### Activity
Copy all the lines below without altering anything.

(Information shown)

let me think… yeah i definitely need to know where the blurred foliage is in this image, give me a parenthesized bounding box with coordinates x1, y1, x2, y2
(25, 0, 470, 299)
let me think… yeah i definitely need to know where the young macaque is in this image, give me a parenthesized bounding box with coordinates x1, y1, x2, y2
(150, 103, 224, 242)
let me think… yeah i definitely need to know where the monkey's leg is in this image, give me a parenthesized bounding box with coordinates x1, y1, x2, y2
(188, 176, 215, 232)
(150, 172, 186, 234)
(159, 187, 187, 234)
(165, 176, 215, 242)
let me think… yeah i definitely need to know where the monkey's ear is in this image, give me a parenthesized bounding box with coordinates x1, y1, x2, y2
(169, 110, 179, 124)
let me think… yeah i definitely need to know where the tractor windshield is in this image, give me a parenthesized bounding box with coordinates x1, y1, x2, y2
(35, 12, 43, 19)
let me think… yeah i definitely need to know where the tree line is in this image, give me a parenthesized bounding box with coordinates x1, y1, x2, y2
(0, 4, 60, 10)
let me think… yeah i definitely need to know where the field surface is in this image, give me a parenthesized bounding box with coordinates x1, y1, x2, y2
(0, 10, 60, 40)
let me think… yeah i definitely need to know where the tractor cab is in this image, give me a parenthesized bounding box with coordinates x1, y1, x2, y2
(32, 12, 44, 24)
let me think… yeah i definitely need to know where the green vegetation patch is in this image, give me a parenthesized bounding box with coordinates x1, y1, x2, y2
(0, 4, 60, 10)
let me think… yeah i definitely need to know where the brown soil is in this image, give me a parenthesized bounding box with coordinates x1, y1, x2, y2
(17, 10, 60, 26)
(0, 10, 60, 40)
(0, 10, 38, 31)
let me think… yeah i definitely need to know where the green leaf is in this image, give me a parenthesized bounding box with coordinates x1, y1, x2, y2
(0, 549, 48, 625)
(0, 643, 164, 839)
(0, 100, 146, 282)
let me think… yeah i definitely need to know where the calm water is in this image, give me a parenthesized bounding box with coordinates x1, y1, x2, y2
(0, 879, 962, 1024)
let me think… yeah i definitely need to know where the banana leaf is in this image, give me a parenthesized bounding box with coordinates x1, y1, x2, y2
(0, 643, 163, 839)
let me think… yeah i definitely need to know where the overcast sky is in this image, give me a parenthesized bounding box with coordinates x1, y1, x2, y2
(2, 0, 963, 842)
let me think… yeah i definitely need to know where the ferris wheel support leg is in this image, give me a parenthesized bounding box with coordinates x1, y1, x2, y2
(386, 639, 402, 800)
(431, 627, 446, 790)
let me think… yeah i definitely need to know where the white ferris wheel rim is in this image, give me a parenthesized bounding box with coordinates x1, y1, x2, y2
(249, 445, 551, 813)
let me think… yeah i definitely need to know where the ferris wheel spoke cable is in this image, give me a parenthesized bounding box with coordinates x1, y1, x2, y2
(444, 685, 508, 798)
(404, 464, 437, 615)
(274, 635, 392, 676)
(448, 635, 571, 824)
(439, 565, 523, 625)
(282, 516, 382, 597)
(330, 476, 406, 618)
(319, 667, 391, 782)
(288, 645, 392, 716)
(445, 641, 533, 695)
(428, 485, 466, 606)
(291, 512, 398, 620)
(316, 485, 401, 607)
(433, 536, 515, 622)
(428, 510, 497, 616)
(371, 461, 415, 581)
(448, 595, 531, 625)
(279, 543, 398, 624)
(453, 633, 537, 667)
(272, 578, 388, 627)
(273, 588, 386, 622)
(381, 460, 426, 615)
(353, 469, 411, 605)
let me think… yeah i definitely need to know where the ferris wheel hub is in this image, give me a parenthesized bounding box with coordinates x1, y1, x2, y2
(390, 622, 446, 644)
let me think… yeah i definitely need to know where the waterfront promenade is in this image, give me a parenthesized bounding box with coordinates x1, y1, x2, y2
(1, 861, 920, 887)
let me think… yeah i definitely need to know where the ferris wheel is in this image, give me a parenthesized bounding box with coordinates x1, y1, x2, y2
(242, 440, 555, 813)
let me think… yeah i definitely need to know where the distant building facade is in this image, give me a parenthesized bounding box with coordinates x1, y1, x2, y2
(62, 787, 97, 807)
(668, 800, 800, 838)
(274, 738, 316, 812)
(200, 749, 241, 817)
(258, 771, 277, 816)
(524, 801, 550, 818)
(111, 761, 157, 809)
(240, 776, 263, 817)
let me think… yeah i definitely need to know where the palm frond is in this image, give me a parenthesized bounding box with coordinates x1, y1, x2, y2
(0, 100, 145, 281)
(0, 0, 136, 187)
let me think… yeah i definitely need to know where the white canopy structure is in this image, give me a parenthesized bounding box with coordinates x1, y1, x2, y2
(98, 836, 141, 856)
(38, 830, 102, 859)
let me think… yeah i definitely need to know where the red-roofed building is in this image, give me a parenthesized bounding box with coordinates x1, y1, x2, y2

(End Information shown)

### Exercise output
let me think… yeah i definitely need to know where the blurred foliage is in this image, give me a parenthesized bounding box with coordinates x1, y1, x2, y2
(25, 0, 470, 299)
let me think… yeah i definitely need to know where the young macaque is in this image, give me a parenthesized bounding box with coordinates x1, y1, x2, y2
(150, 103, 224, 242)
let me think… yeah i definitely need to know where the monkey's leg is in this image, give me a parenthesized bounding box with coordinates x1, y1, x2, y2
(188, 176, 215, 232)
(150, 172, 186, 234)
(159, 187, 187, 234)
(165, 176, 215, 242)
let me think… yeah i definitely need to know where the monkey's ear is in this image, give me a parenthesized bounding box with coordinates x1, y1, x2, y2
(169, 110, 179, 124)
let me think… yeah i definitely need to know where the tractor windshield is in this image, give me a parenthesized bounding box with coordinates x1, y1, x2, y2
(35, 12, 43, 19)
let me think… yeah i definitely need to know where the tree line is in this image, give me a parenthesized bounding box with coordinates x1, y1, x2, y2
(0, 4, 60, 10)
let me think… yeah i definitely need to know where the field surface is in this image, give me a parenthesized bounding box with coordinates x1, y1, x2, y2
(0, 10, 60, 40)
let me think… yeah i definitely need to know where the tractor cab is in this image, give me a parenthesized bounding box with coordinates x1, y1, x2, y2
(32, 12, 44, 24)
let me think… yeah i definitely need to know where the green vegetation patch is in this image, give me a parenthesized bounding box with coordinates x1, y1, x2, y2
(0, 4, 60, 10)
let me think… yeah i definitely need to know where the brown soil is in this image, give me a parenthesized bounding box with coordinates x1, y1, x2, y2
(17, 10, 60, 26)
(0, 10, 60, 40)
(0, 10, 38, 31)
let me think… yeah i definitely need to know where the green leaf is in this image, give me a parenthesized bounding box with coordinates x1, y1, x2, y2
(0, 549, 48, 625)
(0, 643, 164, 839)
(0, 100, 146, 282)
let me think… yeah i definitely need to know where the calm water is in this image, give me a parenthesized bounding box with coordinates x1, y1, x2, y2
(0, 879, 962, 1024)
let me think… yeah i definitely need to know where the banana leaf is in this image, give me a parenthesized bounding box with coordinates x1, y1, x2, y2
(0, 643, 163, 839)
let me think… yeah i definitely need to know where the overcast sky is in this image, give me a parenthesized bounding box with coordinates x1, y1, x2, y2
(2, 0, 963, 842)
let me think… yeah i definitely need to know where the ferris wheel support leg is in this image, give me a parenthesized bounding box with coordinates x1, y1, x2, y2
(386, 639, 402, 800)
(431, 627, 446, 790)
let me think… yeah i definitely need to know where the white ferris wheel rim is in this image, give me a parenthesized bounding box with coordinates x1, y1, x2, y2
(249, 445, 551, 813)
let me think… yeah i definitely need to know where the ferris wheel spoke cable is in this image, give me a parenthesized bounding box with coordinates x1, y1, x2, y2
(444, 685, 508, 798)
(404, 464, 437, 615)
(274, 635, 392, 676)
(448, 635, 571, 824)
(439, 565, 523, 625)
(282, 516, 382, 597)
(330, 476, 406, 618)
(319, 667, 391, 782)
(288, 645, 392, 716)
(445, 641, 533, 695)
(428, 485, 466, 606)
(291, 512, 398, 620)
(316, 485, 401, 607)
(433, 536, 515, 622)
(428, 510, 497, 616)
(371, 461, 415, 581)
(448, 595, 531, 625)
(279, 543, 398, 624)
(453, 633, 537, 667)
(272, 578, 388, 627)
(273, 588, 386, 622)
(381, 460, 426, 615)
(353, 469, 411, 605)
let me think… yeah i definitely need to know where the ferris wheel hub is in this image, give me a parenthesized bounding box with coordinates x1, y1, x2, y2
(390, 622, 446, 644)
let me think… yeah i definitely need to know where the waterfront promenade is in this image, give me a parenthesized bounding box with coordinates x1, y1, x2, y2
(1, 861, 920, 887)
let me think… yeah i definitely need to know where the ferris wheel is in this image, give me a parenthesized bounding box with coordinates x1, y1, x2, y2
(242, 440, 555, 813)
let me think… yeah i definitely need to know where the distant building facade is in this image, give me a parenthesized bounding box with coordinates x1, y1, x2, y2
(62, 787, 97, 807)
(668, 800, 800, 838)
(274, 738, 316, 812)
(200, 749, 241, 817)
(258, 771, 277, 816)
(524, 801, 550, 818)
(111, 761, 157, 809)
(240, 776, 263, 817)
let me think… yeah i definitely need to know where the palm frond is in this image, give me a parenthesized bounding box with coordinates x1, y1, x2, y2
(0, 100, 145, 281)
(0, 0, 136, 187)
let me think… yeah i definitely need to know where the white canopy structure is in this image, give me a parenthesized bounding box with coordinates x1, y1, x2, y2
(98, 836, 141, 856)
(38, 830, 102, 859)
let me think… yeah i definitely need to know where the red-roofed building is in this image, give me a parenthesized bounding box with coordinates x1, y1, x2, y2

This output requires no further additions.